- **EXTRAIT SOURCE**
Mais bien sûr, tu dois être certain que AppleIntel1000E.kext est bien compatible avec ta config sinon, ça ne changera rien


----------



## ILaw (5 Novembre 2014)

Frodon a dit:


> Maintenant que Yosemite est sorti, je vous propose de partager vos expériences d'installation ou de mise à jour sur vos PC Hackintosh.
> 
> Personnellement, cela fait un moment maintenant que j'utilise Clover comme bootloader. Donc pour mettre à jour vers Yosemite, j'ai simplement fait une clef USB bootable contenant l'installer de Yosemite (il y'a de nombreux tutos qui expliquent comment faire et même des outils qui automatise le processus).
> 
> ...



bonsoir


Auriez vous un conseil pour un petit adaptateur USB Wifi bluetooth afin de parfaire tout cela ? Merci bien


----------



## Leplouc (6 Novembre 2014)

Kinivo btd-300


----------



## ILaw (6 Novembre 2014)

Merci


----------



## ILaw (8 Novembre 2014)

encore merci pour ces conseils, le bluetooth est 100% opérationnel. Reste que je n'arrive pas à mettre la main sur une clé USB pour Le WIFI compatible Mac os X 

si vous aviez un conseil car là je sèche complètement 

cordialement

pascal


----------



## Frodon (8 Novembre 2014)

La clé DLink DWA-171 est compatible. Par contre on ne peut pas tirer partie des fonctionnalités de Yosemite (HandOff notamment) avec des clés USB WiFi et Bluetooth.

De plus en WiFi les clé nécessitent souvent des drivers custom (et donc ne passent pas par le système standard d'OS X pour se connecter, mais une application maison). C'est le cas de la DLink.

- **JEU DE DONNÉES**

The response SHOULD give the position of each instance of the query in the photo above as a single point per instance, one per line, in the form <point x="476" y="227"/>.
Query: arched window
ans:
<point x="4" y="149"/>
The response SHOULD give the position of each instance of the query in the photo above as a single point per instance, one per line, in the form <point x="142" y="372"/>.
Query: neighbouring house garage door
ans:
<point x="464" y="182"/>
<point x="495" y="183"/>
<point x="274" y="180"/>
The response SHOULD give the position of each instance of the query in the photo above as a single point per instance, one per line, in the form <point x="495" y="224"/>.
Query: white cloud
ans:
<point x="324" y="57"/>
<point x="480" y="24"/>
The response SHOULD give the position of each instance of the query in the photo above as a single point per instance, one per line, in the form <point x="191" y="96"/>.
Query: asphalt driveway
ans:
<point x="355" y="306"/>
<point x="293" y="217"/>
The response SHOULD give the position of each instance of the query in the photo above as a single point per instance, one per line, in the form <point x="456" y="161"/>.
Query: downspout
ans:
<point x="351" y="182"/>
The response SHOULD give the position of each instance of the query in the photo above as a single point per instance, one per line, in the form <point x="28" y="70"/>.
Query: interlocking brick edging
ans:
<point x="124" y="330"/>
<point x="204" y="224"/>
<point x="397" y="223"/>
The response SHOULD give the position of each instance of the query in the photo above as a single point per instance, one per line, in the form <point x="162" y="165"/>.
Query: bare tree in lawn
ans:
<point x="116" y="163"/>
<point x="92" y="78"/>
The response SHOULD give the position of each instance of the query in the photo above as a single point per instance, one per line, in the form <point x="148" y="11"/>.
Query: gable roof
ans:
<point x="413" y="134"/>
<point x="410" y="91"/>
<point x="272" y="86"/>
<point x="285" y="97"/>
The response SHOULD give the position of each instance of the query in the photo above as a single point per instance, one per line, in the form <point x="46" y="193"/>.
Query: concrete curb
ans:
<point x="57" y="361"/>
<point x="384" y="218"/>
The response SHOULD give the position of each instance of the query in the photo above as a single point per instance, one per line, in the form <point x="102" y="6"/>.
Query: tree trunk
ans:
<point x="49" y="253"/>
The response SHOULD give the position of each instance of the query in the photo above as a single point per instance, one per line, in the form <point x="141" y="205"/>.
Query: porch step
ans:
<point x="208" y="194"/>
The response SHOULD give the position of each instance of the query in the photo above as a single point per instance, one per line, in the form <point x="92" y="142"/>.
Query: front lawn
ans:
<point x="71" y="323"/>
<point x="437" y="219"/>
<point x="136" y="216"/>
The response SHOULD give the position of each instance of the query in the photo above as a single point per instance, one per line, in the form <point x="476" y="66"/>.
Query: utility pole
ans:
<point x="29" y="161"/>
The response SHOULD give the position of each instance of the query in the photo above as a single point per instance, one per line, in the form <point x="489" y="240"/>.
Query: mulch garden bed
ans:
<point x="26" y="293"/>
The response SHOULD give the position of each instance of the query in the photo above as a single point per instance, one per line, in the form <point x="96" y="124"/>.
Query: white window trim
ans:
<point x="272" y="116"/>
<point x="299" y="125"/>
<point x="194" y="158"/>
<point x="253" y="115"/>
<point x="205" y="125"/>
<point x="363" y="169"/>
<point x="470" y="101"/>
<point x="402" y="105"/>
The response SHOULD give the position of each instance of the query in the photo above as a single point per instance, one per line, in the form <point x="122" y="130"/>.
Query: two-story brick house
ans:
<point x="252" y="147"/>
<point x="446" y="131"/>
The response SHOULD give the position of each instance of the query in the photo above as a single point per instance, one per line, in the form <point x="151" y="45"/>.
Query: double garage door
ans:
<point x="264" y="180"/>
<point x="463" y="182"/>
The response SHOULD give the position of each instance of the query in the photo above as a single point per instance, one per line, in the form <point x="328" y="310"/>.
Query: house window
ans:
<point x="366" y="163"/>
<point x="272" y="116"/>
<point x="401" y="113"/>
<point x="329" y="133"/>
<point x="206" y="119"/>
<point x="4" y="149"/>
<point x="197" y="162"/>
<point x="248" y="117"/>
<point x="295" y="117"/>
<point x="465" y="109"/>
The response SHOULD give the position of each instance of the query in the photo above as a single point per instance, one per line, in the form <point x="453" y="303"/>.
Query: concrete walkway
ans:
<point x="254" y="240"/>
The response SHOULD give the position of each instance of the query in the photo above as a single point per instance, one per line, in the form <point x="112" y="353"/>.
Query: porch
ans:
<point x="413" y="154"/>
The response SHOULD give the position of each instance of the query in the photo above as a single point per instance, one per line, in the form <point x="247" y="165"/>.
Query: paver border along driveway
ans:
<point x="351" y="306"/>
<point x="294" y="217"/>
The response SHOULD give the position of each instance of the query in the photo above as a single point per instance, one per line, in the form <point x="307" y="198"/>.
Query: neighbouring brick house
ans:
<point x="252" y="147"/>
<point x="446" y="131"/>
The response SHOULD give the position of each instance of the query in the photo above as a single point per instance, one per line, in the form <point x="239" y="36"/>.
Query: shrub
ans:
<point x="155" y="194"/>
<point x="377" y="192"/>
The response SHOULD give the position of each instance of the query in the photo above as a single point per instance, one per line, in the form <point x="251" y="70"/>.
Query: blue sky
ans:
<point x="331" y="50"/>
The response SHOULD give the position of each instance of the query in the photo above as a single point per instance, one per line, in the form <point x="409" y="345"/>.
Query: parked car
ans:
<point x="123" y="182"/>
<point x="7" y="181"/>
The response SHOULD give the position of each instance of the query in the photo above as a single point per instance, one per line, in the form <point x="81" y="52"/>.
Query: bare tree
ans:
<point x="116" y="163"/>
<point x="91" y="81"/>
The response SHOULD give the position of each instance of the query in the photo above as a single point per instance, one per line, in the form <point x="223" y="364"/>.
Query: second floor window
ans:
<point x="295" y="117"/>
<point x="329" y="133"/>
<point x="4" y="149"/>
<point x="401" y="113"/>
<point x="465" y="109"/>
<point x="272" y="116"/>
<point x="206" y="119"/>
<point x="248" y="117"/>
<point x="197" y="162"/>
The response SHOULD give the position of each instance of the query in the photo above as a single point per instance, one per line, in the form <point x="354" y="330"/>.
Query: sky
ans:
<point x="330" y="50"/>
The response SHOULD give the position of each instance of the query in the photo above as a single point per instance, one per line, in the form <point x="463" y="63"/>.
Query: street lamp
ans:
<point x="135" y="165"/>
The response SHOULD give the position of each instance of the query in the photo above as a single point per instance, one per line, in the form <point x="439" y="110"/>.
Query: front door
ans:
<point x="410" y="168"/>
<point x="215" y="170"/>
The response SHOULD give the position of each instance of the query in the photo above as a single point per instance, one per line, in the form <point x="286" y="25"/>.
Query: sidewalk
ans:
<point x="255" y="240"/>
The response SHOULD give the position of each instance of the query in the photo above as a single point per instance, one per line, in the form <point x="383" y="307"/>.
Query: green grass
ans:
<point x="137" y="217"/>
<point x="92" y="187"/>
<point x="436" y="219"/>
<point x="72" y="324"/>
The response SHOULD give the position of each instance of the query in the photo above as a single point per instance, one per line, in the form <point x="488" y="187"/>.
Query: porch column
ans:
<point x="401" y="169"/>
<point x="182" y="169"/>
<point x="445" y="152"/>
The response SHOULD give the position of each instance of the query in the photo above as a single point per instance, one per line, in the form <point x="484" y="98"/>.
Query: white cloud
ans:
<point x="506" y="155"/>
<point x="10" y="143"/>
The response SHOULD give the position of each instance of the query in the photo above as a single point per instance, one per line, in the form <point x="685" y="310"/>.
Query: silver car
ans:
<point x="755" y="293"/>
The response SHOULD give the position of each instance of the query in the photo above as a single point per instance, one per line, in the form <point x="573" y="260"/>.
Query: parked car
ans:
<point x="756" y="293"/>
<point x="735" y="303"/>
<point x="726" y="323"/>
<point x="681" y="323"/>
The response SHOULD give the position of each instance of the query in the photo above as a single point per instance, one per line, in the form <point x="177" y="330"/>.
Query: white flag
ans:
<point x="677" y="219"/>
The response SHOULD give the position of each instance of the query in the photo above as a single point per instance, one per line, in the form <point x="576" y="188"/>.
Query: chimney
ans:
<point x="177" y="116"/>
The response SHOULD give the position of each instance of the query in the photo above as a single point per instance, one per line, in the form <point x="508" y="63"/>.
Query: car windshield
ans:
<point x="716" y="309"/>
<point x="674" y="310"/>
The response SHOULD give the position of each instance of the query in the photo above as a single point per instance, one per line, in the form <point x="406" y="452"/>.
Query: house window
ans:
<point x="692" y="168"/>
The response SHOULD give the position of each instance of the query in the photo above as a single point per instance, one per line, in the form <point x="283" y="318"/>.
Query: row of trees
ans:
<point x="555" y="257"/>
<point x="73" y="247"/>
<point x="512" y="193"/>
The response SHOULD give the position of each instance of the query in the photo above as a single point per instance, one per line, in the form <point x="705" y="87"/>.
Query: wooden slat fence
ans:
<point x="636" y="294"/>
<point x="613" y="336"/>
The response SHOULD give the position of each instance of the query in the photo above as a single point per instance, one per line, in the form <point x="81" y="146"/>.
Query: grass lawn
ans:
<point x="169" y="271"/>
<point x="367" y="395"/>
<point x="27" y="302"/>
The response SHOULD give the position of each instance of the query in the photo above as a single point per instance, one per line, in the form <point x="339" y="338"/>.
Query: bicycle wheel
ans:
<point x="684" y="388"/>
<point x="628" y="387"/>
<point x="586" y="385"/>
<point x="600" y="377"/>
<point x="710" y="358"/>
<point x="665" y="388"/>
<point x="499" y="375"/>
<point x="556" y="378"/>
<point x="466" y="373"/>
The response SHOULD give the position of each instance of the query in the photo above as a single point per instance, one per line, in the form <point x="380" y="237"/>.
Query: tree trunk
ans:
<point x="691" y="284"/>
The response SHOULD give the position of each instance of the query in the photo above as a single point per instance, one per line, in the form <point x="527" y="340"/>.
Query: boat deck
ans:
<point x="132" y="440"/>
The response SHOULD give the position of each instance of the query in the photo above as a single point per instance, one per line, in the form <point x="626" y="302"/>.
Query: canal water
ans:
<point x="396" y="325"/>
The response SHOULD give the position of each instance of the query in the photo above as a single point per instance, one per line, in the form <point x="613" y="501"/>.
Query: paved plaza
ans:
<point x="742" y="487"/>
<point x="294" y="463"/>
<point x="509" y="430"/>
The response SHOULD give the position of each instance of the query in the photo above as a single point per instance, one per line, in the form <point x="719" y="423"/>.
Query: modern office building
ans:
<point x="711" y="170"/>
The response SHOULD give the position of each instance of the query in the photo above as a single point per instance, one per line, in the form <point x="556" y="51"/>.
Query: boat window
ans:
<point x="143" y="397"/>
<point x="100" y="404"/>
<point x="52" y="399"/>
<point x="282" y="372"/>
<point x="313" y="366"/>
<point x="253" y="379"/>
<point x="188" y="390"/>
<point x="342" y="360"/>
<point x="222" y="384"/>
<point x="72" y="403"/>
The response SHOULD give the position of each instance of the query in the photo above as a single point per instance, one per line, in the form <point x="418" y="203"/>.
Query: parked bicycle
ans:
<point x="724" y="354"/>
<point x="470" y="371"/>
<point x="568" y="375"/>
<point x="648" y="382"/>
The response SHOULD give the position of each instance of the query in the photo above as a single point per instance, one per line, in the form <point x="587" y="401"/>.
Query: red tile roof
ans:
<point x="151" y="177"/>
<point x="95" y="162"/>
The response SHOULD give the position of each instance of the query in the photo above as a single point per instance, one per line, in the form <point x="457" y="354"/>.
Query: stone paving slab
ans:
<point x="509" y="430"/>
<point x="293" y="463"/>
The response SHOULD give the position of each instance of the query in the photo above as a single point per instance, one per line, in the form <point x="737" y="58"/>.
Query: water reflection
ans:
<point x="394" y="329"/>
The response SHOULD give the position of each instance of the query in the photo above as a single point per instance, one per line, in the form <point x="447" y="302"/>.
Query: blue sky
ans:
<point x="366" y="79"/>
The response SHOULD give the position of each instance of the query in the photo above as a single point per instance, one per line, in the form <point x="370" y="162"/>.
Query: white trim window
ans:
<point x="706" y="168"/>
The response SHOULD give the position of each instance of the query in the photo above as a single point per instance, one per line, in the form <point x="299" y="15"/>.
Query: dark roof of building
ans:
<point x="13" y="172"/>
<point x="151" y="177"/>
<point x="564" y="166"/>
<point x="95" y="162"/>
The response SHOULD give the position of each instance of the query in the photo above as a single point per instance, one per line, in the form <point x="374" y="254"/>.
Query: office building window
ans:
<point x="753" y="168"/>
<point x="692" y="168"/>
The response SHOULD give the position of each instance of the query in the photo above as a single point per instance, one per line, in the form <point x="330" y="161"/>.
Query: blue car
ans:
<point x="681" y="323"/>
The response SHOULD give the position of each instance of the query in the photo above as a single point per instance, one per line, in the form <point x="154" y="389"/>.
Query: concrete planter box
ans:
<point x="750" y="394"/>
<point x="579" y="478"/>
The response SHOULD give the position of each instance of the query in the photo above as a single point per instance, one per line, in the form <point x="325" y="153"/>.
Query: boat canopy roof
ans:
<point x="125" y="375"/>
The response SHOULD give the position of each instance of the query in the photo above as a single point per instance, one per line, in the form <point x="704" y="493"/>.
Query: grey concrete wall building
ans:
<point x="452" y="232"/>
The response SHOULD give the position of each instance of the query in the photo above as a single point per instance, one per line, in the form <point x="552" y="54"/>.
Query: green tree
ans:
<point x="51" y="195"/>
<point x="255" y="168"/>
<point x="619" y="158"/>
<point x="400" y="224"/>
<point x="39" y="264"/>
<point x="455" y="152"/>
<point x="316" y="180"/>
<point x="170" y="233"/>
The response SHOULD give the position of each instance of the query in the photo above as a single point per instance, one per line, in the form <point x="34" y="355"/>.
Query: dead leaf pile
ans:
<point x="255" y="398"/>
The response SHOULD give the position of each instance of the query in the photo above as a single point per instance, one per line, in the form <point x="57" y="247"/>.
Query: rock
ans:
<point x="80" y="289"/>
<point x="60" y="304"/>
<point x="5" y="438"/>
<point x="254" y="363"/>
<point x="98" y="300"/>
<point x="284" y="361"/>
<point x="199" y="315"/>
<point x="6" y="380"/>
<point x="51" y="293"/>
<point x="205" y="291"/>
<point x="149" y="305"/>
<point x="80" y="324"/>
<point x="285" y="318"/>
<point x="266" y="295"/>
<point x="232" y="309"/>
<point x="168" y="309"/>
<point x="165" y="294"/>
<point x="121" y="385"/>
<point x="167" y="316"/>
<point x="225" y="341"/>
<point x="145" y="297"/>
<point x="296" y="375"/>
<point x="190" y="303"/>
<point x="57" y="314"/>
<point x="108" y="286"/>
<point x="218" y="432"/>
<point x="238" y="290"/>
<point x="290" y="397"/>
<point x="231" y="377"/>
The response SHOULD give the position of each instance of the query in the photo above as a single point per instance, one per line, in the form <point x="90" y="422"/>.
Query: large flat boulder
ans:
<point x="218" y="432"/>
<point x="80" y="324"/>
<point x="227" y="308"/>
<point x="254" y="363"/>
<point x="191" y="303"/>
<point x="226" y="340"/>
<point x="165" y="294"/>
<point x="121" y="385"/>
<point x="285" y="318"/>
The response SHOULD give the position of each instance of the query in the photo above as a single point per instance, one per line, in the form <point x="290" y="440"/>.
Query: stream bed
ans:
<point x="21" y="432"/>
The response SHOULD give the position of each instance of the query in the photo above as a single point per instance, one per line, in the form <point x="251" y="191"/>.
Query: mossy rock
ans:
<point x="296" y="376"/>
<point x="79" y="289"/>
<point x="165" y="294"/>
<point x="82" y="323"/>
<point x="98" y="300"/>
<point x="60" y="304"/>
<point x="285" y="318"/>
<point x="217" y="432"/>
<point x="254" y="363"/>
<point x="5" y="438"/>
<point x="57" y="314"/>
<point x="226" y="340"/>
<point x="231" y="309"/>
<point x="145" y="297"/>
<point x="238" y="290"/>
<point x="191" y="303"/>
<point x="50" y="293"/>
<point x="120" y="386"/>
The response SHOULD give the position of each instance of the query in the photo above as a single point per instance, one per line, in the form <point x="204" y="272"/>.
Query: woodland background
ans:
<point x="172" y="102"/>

- **TÂCHES À RÉALISER**
A - Condensez sous forme de liste le paragraphe de l'extrait source qui commence par « La clé DLink DWA-171 », sans perdre ses faits principaux.
B - Poursuivez, s'il vous plaît, la discussion sur l'installation de Yosemite sur un PC Hackintosh à partir de son dernier message.
Les lignes forment un matériau à part, indépendant de l'extrait source.

- **RÉPONSES AUX TÂCHES**
A -
- La clé DLink DWA-171 est compatible.
- Avec des clés USB WiFi et Bluetooth, on ne peut pas profiter des fonctionnalités de Yosemite, notamment HandOff.

B -
Le driver est téléchargeable ici: ftp://ftp.dlink.eu/Products/dwa/dwa...-171_drv_revA1_mac_ 2-2-6_all_en_20140311.zip
Il est marqué compatible jusqu'à OS X 10.9, mais il marche sans soucis sous Yosemite.
Par contre une fois la clé USB branchée, il ne faut surtout pas la retirer du port USB tant que l'ordinateur est allumé et sous OS X, car ça provoque un Kernel Panic.

Personnellement j'ai commandé la carte WiFi/Bluetooth suivante pour ma carte mère, qui normalement devrait être 100% compatible et me permettre de profiter des fonctionnalités de Yosemite:

http://www.amazon.fr/dp/B00NTTZ81A/ref=pe_386181_40444391_TE_item

C'est une carte Half Mini-PCIe. Ma carte mère dispose de ce connecteur dans lequel j'ai d'ailleurs la carte livrée avec (qui est une Intel et pas compatible OS X niveau WiFi).

On peut aussi utiliser des cartes PCIe classiques si on a des ports de libre, tel que celle ci (qui ne fait que du WiFi pour le coup) en 802.11n: http://www.amazon.fr/gp/product/B00...tive=6738&tag=skos-20&creativeASIN=B007GMPZ0A


----------



## ILaw (8 Novembre 2014)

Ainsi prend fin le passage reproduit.